SEGMENTO DEL DOCUMENTO:
Nel Nevada è stato ritrovato un esemplare, anch’esso di circa dieci metri, della specie Cymbospondylus youngorum.
“Questa specie animale si è evoluta circa tre milioni di anni dopo i primi ittiosauri, che erano lunghi solo circa 1,8 metri. Il Cymbospondylus youngorum, invece, è tra i più grandi ittiosauri trovati, con un cranio che supera da solo gli 1,8 metri” scrive National Geographic.
A noi tre milioni di anni sembrano un tempo enorme, incalcolabile, ma dobbiamo pensare che i ritmi evolutivi son stati spesso molto più lenti di così.
Le balene, ad esempio, ci hanno messo 50 milioni di anni ad evolversi diventando gli animali che conosciamo oggi.

Per questo la velocità evolutiva degli ittiosauri stupisce, e si pensa che il motivo possa essere la relativa stabilità della catena alimentare preistorica, caratterizzata da una abbondante e costante disponibilità di cibo.

Con l’andare del tempo gli ittiosauri si sono suddivisi in diverse specie diverse, ma quelli che sono sopravvissuti alla grande estinzione erano di molto rimpiccioliti per poi tornare di nuovo a crescere di dimensioni nel Giurassico, come dimostra l’esemplare del Rutland.
Altri esemplari giurassici di enormi dimensioni vennero trovati sempre nel Regno Unito, nel Dorset, dove infatti si pensa che, grazie alle acque poco profonde, si trovasse lì concentrata una grande quantità di pesci di cui gli ittiosauri si nutrivano.

Il primo ittiosauro rinvenuto nel Regno Unito fu scoperto dalla paleontologa inglese Mary Anning nel 1811. Nata nel 1799, la Anning aveva solo 12 anni all’epoca della scoperta, che fu inizialmente attribuita ad altri studiosi, ma già da tempo era stata iniziata dal padre alla professione di raccoglitrice di fossili.

Gli Anning vivevano a Lyme Regis, un piccolo villaggio sulla costa occidentale del Dorset, meta di turismo balneare da parte delle famiglie benestanti e famoso per i suoi fossili.
Le sue infinite scogliere che si estendono fino a dove l’occhio può arrivare nascondono infatti venature di Blue Lias, una formazione geologica composta da strati sovrapposti di calcare e argillite, che imprigionano bestie enormi e sconosciute provenienti da altri mondi e da altre ere.

INFORMAZIONI FORNITE:
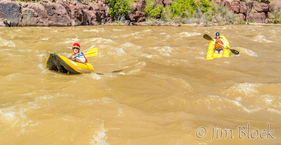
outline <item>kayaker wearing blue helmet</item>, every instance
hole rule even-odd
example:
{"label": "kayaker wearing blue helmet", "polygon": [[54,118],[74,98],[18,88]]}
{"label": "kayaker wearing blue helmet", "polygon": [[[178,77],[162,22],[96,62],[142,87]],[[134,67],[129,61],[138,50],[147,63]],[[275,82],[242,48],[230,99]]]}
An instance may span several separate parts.
{"label": "kayaker wearing blue helmet", "polygon": [[218,53],[219,52],[221,54],[222,54],[223,53],[223,46],[219,44],[220,43],[225,46],[225,42],[223,42],[222,38],[220,37],[220,33],[216,33],[216,37],[215,38],[215,41],[213,42],[213,45],[215,45],[215,53]]}

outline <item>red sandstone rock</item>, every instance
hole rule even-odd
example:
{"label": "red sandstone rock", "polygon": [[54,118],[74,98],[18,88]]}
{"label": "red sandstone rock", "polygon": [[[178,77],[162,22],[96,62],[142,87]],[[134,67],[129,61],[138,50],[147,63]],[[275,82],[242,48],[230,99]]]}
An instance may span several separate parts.
{"label": "red sandstone rock", "polygon": [[136,22],[143,21],[145,19],[144,12],[138,11],[132,12],[129,15],[130,20],[132,21]]}
{"label": "red sandstone rock", "polygon": [[88,23],[89,25],[91,25],[91,24],[94,23],[96,21],[97,16],[96,16],[95,14],[92,11],[84,9],[83,10],[83,11],[87,15],[88,18]]}
{"label": "red sandstone rock", "polygon": [[249,14],[246,18],[247,21],[253,21],[257,23],[265,23],[265,15],[263,12],[256,13],[253,14]]}
{"label": "red sandstone rock", "polygon": [[246,13],[247,12],[247,7],[246,7],[246,2],[244,1],[240,2],[240,13]]}
{"label": "red sandstone rock", "polygon": [[66,10],[61,5],[45,3],[43,5],[46,9],[50,26],[69,26],[71,25],[70,18]]}
{"label": "red sandstone rock", "polygon": [[259,4],[258,2],[256,1],[254,1],[253,4],[252,8],[256,11],[258,12],[262,12],[263,9],[263,7]]}
{"label": "red sandstone rock", "polygon": [[240,4],[237,1],[232,2],[231,3],[231,6],[234,13],[239,12],[239,8],[240,7]]}
{"label": "red sandstone rock", "polygon": [[4,0],[0,1],[1,18],[11,21],[11,26],[17,26],[23,16],[21,13],[21,8],[19,3]]}

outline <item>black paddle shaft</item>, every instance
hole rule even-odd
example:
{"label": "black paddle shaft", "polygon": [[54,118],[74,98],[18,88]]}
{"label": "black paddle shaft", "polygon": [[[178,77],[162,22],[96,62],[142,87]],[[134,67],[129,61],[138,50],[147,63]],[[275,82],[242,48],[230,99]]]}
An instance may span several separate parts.
{"label": "black paddle shaft", "polygon": [[[211,36],[209,36],[205,34],[204,34],[204,35],[203,36],[203,37],[206,40],[215,41],[213,40],[213,39],[212,38],[212,37],[211,37]],[[231,51],[231,52],[232,52],[232,53],[234,54],[235,54],[235,55],[238,55],[239,54],[239,52],[238,52],[237,51],[234,49],[229,49],[229,48],[228,49],[230,50],[230,51]]]}

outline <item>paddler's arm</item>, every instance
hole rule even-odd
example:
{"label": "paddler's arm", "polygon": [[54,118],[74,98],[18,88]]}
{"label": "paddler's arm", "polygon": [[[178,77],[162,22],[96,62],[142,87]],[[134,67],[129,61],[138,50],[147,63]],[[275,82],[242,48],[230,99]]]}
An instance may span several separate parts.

RICHIESTA DI LAVORO A: Traduci in inglese questa frase del testo sugli ittiosauri: "Le balene, ad esempio, ci hanno messo 50 milioni di anni ad evolversi diventando gli animali che conosciamo oggi."
RICHIESTA DI LAVORO B: Ricopia dal testo sugli ittiosauri il tratto che va da "Nel Nevada è" fino a "lenti di così." incluso.
I record provengono da una fonte diversa rispetto al testo.

RISULTATO ATTESO A: Whales, for example, took 50 million years to evolve into the animals we know today.

RISULTATO ATTESO B:
Nel Nevada è stato ritrovato un esemplare, anch’esso di circa dieci metri, della specie Cymbospondylus youngorum.
“Questa specie animale si è evoluta circa tre milioni di anni dopo i primi ittiosauri, che erano lunghi solo circa 1,8 metri. Il Cymbospondylus youngorum, invece, è tra i più grandi ittiosauri trovati, con un cranio che supera da solo gli 1,8 metri” scrive National Geographic.
A noi tre milioni di anni sembrano un tempo enorme, incalcolabile, ma dobbiamo pensare che i ritmi evolutivi son stati spesso molto più lenti di così.